— ACTIVITY —
An accurate, complete copy of the records below is required.

----- WORKING DATA

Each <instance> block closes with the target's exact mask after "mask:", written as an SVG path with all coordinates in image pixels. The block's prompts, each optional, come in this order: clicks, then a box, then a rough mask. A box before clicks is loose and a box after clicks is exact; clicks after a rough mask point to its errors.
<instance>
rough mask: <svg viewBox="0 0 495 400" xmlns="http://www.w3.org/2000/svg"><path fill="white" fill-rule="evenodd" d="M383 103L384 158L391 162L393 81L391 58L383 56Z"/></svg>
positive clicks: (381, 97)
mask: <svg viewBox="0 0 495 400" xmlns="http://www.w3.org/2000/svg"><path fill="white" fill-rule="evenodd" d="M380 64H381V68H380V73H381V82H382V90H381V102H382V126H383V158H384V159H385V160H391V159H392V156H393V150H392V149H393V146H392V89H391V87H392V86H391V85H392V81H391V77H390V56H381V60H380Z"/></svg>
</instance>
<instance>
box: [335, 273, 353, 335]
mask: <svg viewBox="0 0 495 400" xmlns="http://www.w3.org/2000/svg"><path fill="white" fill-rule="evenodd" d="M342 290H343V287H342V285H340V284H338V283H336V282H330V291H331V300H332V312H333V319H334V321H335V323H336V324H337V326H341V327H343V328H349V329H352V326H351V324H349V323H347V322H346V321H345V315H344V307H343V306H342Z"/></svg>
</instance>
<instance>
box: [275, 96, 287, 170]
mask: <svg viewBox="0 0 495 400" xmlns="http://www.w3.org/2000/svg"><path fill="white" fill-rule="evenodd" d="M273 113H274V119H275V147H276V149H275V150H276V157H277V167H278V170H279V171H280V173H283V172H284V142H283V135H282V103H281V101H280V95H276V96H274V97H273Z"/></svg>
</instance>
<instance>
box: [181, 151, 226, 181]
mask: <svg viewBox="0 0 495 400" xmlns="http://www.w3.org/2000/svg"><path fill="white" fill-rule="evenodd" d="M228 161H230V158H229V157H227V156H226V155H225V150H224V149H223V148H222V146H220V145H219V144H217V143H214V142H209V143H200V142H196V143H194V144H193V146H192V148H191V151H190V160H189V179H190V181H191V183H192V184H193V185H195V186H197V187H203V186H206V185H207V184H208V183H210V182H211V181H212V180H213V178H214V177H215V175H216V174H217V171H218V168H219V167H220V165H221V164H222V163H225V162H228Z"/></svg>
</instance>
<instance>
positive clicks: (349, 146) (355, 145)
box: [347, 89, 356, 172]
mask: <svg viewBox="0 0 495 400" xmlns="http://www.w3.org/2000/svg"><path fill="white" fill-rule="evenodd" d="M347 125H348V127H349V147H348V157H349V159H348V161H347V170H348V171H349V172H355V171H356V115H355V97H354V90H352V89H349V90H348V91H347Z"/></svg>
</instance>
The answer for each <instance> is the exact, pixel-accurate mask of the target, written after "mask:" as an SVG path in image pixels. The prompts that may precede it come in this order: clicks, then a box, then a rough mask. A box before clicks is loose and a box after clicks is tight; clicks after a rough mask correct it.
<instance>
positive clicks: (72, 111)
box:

----------

— COMPLETED EXERCISE —
Each <instance> block closes with the target's exact mask after "mask:", written as an SVG path with all coordinates in image pixels. The block's prompts, each optional, come in this order: clicks, then a box, then a rough mask. A box before clicks is loose and a box after clicks is exact; clicks after a rough mask point to its errors.
<instance>
rough mask: <svg viewBox="0 0 495 400" xmlns="http://www.w3.org/2000/svg"><path fill="white" fill-rule="evenodd" d="M383 103L384 158L391 162L393 81L391 58L383 56Z"/></svg>
positive clicks: (381, 97)
mask: <svg viewBox="0 0 495 400" xmlns="http://www.w3.org/2000/svg"><path fill="white" fill-rule="evenodd" d="M380 64H381V68H380V73H381V82H382V90H381V102H382V126H383V158H384V159H385V160H391V159H392V156H393V150H392V149H393V146H392V89H391V87H392V86H391V85H392V81H391V77H390V56H381V60H380Z"/></svg>
</instance>
<instance>
box: [335, 273, 353, 335]
mask: <svg viewBox="0 0 495 400" xmlns="http://www.w3.org/2000/svg"><path fill="white" fill-rule="evenodd" d="M342 290H343V287H342V285H340V284H338V283H336V282H330V291H331V300H332V312H333V319H334V321H335V323H336V324H337V326H341V327H343V328H349V329H352V326H351V324H349V323H347V322H346V321H345V315H344V307H343V306H342Z"/></svg>
</instance>
<instance>
box: [275, 96, 287, 170]
mask: <svg viewBox="0 0 495 400" xmlns="http://www.w3.org/2000/svg"><path fill="white" fill-rule="evenodd" d="M273 113H274V119H275V147H276V149H275V150H276V157H277V167H278V170H279V171H280V173H283V172H284V142H283V135H282V103H281V101H280V95H276V96H274V97H273Z"/></svg>
</instance>
<instance>
box: [181, 151, 226, 181]
mask: <svg viewBox="0 0 495 400" xmlns="http://www.w3.org/2000/svg"><path fill="white" fill-rule="evenodd" d="M228 161H230V158H229V157H227V156H226V155H225V150H224V149H223V148H222V146H220V145H219V144H217V143H214V142H209V143H200V142H196V143H194V144H193V146H192V148H191V151H190V160H189V179H190V181H191V183H192V184H193V185H195V186H197V187H203V186H206V185H207V184H208V183H210V182H211V181H212V180H213V178H214V177H215V175H216V174H217V171H218V168H219V167H220V165H221V164H222V163H225V162H228Z"/></svg>
</instance>
<instance>
positive clicks: (349, 146) (355, 145)
box: [347, 89, 356, 172]
mask: <svg viewBox="0 0 495 400" xmlns="http://www.w3.org/2000/svg"><path fill="white" fill-rule="evenodd" d="M347 125H348V127H349V147H348V157H349V159H348V161H347V170H348V171H349V172H355V171H356V115H355V97H354V90H352V89H349V90H348V91H347Z"/></svg>
</instance>
The answer for each <instance> is the exact, pixel-accurate mask of the target, written after "mask:" as an SVG path in image pixels. The prompts that may precede it come in this order: clicks, then a box, then a rough mask. A box before clicks is loose and a box after clicks is tight; clicks after a rough mask correct it.
<instance>
positive clicks: (72, 111)
box:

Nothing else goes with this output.